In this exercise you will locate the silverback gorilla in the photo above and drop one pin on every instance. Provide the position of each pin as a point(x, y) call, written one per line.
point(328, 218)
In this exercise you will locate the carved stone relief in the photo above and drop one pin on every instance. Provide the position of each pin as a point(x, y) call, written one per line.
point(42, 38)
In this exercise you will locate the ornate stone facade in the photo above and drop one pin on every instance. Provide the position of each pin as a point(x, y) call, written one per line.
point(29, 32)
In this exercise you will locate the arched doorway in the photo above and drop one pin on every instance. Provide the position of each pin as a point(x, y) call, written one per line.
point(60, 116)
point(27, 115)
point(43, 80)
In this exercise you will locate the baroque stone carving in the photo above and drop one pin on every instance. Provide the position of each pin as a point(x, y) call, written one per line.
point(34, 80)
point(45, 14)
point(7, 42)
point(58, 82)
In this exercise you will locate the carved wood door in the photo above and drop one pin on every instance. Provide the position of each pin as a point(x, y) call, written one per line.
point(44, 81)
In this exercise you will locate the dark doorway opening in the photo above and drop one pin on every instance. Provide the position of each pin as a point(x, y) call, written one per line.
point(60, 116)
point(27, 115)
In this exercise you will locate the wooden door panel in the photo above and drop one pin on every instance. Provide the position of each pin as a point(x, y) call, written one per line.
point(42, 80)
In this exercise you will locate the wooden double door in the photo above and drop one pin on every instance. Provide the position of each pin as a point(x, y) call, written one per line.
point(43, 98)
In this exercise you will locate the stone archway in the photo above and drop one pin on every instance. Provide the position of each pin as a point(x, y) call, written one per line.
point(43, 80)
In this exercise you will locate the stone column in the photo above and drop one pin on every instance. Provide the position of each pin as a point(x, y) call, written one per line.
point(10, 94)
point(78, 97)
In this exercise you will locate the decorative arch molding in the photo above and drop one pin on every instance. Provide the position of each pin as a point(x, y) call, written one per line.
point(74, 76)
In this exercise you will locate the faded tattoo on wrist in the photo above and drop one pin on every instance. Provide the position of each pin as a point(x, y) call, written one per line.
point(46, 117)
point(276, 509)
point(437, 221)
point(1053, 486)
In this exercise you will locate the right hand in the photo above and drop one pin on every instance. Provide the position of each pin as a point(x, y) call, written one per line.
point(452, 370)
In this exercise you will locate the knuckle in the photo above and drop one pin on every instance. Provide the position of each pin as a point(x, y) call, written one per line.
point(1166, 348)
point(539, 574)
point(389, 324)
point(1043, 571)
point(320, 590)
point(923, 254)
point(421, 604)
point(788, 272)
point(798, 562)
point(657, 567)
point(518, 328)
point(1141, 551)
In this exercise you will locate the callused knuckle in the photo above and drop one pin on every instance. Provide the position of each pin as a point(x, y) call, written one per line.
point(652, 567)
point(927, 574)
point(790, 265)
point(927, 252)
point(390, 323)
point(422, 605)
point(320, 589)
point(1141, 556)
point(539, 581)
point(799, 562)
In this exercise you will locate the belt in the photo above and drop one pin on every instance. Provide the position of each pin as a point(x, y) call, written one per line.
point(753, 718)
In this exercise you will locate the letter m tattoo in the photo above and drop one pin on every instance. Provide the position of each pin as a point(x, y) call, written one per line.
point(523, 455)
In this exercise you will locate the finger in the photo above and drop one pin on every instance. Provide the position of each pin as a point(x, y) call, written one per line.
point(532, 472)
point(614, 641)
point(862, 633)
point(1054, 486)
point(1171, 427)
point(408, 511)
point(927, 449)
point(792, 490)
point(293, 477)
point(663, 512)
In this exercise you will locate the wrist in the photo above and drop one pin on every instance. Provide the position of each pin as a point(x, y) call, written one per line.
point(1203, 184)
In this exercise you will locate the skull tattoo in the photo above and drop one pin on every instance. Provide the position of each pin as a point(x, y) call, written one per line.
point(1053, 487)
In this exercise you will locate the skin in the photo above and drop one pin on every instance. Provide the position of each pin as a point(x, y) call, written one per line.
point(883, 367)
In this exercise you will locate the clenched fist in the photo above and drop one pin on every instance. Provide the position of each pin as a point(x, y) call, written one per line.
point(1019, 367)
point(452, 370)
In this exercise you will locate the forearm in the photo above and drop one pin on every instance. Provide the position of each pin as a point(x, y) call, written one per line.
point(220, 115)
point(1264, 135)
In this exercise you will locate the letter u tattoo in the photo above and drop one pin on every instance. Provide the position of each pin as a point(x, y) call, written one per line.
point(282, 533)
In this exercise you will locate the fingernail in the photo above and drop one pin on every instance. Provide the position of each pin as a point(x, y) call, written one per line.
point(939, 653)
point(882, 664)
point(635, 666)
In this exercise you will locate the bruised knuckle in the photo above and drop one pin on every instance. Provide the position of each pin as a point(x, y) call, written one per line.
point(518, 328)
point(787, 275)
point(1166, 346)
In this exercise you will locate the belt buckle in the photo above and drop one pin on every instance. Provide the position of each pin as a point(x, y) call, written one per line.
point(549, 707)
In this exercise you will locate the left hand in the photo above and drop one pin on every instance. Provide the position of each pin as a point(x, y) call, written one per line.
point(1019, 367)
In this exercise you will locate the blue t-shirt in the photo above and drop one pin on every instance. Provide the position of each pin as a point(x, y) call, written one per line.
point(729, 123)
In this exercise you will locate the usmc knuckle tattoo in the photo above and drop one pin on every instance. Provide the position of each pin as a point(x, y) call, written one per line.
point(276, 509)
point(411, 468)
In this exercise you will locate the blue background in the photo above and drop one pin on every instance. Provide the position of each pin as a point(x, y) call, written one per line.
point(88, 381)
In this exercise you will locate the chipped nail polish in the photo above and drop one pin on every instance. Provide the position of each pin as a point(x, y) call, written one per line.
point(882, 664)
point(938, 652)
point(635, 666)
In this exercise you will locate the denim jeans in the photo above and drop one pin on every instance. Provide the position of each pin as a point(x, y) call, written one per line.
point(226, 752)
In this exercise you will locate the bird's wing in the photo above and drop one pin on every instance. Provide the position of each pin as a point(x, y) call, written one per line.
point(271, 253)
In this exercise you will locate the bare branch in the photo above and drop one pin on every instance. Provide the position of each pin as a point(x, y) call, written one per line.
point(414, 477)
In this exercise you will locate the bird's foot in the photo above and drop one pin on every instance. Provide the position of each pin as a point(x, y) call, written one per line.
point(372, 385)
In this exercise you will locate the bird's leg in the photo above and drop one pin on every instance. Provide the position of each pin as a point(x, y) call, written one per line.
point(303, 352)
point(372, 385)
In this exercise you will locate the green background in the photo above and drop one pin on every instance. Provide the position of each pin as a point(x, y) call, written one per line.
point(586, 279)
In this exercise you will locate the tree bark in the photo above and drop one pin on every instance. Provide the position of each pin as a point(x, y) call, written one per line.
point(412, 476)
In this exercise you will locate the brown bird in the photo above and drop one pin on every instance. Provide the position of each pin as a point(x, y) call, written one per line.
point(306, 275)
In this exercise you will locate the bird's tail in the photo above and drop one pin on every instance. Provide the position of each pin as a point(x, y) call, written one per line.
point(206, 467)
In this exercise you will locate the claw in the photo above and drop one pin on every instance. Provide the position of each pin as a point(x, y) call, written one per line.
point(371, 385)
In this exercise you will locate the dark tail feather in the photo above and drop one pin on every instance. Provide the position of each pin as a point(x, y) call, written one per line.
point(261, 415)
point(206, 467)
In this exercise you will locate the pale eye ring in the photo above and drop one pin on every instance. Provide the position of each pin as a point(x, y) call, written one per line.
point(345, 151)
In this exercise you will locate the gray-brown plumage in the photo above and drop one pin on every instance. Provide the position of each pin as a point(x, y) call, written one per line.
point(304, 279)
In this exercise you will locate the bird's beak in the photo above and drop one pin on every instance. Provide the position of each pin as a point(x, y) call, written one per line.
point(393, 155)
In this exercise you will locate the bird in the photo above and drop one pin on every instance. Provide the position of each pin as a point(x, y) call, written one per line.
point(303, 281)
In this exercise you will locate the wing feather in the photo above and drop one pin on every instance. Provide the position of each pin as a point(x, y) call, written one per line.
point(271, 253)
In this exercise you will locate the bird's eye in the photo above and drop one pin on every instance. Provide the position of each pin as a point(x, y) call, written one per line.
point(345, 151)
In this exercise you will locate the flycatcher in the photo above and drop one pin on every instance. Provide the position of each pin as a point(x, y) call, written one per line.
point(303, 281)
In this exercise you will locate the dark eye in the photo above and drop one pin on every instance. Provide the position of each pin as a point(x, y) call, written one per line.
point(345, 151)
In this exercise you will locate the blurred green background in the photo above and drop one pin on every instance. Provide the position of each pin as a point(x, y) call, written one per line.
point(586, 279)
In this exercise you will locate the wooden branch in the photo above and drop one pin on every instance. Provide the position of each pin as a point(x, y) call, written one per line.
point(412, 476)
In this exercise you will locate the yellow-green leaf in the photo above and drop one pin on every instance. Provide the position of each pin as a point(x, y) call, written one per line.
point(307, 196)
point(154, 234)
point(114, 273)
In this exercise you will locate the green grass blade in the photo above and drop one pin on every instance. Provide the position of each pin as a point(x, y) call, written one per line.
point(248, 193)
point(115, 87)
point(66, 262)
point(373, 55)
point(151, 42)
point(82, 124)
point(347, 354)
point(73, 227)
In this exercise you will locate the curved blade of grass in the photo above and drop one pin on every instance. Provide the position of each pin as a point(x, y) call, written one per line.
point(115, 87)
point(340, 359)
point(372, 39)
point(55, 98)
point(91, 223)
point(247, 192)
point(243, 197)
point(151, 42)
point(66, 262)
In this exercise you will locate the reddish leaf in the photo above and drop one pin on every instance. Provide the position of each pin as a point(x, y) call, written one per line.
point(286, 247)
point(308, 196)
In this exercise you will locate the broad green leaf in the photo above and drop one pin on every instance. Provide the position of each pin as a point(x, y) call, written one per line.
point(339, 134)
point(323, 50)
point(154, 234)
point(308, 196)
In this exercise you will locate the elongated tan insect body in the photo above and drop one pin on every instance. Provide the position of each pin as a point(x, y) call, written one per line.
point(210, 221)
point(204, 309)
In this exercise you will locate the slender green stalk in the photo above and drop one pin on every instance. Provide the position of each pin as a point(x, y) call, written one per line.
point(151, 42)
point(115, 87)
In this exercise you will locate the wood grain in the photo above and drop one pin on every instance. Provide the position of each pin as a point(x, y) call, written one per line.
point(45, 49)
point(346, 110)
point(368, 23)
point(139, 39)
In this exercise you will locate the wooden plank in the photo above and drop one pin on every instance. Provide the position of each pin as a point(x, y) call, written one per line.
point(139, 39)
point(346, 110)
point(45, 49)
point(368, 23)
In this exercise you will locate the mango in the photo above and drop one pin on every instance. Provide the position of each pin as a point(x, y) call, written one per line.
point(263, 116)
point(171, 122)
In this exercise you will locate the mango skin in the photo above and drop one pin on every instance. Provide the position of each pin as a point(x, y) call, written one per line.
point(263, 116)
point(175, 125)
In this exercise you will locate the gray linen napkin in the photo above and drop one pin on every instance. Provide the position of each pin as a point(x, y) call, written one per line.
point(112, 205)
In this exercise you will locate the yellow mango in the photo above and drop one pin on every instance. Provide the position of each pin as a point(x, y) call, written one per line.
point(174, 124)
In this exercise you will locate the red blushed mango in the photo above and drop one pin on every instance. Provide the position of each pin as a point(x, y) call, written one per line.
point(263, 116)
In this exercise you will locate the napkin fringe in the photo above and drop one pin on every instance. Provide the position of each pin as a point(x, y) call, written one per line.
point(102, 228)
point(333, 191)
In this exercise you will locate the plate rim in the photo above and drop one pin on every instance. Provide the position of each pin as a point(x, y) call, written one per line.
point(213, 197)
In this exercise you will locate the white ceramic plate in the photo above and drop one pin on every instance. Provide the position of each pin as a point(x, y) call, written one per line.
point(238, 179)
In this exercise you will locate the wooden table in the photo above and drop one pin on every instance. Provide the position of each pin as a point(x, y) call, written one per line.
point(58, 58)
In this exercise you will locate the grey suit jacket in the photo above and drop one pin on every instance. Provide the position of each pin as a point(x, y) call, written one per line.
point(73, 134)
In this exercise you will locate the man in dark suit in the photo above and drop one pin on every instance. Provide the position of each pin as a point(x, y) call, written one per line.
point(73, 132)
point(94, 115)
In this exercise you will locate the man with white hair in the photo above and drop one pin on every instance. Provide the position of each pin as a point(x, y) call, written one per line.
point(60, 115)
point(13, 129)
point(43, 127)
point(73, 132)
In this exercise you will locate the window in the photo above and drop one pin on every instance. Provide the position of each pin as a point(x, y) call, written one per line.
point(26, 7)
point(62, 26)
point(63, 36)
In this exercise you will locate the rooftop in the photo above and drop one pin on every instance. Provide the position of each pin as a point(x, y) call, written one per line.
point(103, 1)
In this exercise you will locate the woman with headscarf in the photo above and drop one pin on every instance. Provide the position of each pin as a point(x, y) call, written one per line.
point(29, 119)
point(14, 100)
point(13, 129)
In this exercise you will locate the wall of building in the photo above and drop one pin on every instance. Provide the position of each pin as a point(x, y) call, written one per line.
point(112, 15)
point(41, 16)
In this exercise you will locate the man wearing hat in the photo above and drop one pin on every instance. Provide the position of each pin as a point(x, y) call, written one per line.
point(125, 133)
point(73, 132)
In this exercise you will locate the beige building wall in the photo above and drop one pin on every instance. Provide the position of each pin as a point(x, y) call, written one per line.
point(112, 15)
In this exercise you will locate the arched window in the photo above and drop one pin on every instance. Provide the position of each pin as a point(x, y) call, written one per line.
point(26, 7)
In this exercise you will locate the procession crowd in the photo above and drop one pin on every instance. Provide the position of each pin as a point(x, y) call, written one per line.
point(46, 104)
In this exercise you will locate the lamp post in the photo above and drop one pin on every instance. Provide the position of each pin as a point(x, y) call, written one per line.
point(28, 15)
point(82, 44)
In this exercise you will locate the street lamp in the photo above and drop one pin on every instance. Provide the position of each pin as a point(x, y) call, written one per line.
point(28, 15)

☆ ☆ ☆

### Exercise instructions
Only the lines from the one with "In this exercise you will locate the street" to the end of the entries above belong in your answer. Retype them exactly.

### Written solution
In this exercise you will locate the street lamp in the photo above and drop one pin on every instance. Provide the position of each pin as a point(x, y) call, written one per line.
point(28, 15)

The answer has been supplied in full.